Written task a: Decide whether each statement agrees with the description of the book on James Tod, and answer yes or no for each, quoting the words of the description that settle it. (i) Tod served as Political Agent throughout his twenty-two years in India. (ii) Tod's hypotheses about links between Rajputs and Europeans drew criticism in his own time. (iii) The book's approach rests on a binary opposition between the colonisers and the colonised.

Text segment:
:::::

James Tod (1782-1835) spent twenty-two years in India (1800-22), during the last five of which he was Political Agent of the British Government in India to the Western Rajput States in north-west India. This book studies Tod's relationships with particular Rajput leaders and with the Rajputs as a group in general, in order to better understand his attempts to portray their history, geographical moorings and social customs to British and European readers. The book highlights Tod's apparently numerous motivations in writing on the Rajputs: to bring knowledge about the them into European circles, to demonstrate that the Rajputs maintained historical records from the early middle ages and were thus not a primitive people without awareness of their own history, and to establish possible ethnic links between the warrior-like Rajputs and the peoples of Europe, as also between the feudal institutions of Rajputana and Europe. Fierce criticisms in Tod's time of his ethnic and institutional hypotheses about connections between Rajputs and Europeans illustrate that Tod's texts were highly controversial. The innovative approach adopted by the author goes beyond a binary opposition between the colonisers and the colonised in India, by focusing on traces of friendly exchanges between Tod and his British colleagues and various members of the kingdoms of western India, with whom they interacted. Under themes like landscape, anthropology, science, Romantic literature, approaches to government policy, and knowledge exchanges in India and in London, this volume analyses Tod's role as a mediator of knowledge through his travels in the early nineteenth century.

:::::

Dataset entries:

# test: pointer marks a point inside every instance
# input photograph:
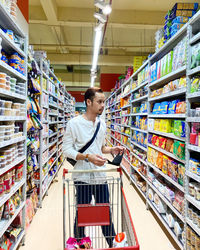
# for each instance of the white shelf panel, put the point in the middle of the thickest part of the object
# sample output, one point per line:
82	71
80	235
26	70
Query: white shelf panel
166	153
167	202
194	71
14	189
166	177
164	222
169	95
195	95
53	134
143	177
11	95
193	176
12	118
51	144
140	99
195	38
193	148
8	167
10	71
140	86
53	105
135	184
141	114
19	239
193	201
139	146
4	224
140	130
193	226
9	23
168	116
169	135
9	45
193	119
169	77
137	157
13	141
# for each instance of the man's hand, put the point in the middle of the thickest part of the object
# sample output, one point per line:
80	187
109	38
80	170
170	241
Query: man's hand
117	150
97	160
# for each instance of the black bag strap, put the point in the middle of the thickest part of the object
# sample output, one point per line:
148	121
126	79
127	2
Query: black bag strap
91	141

:::::

Written task b: Rescale the part of the entries that opens with the line containing "# for each instance of the black" and closes with the last line of the entries, writing those lines again with their requests. Multiply every point coordinate in the answers by 1.45 and round to whole numbers, halves up, leaving the sample output as it is.

Written answer a:
(i) No: "during the last five of which he was Political Agent of the British Government in India to the Western Rajput States"
(ii) Yes: "Fierce criticisms in Tod's time of his ethnic and institutional hypotheses about connections between Rajputs and Europeans"
(iii) No: "goes beyond a binary opposition between the colonisers and the colonised in India"

Written answer b:
# for each instance of the black bag strap, put the point in the middle of the thickest part of the object
# sample output, one point per line:
148	121
126	79
127	2
Query: black bag strap
132	204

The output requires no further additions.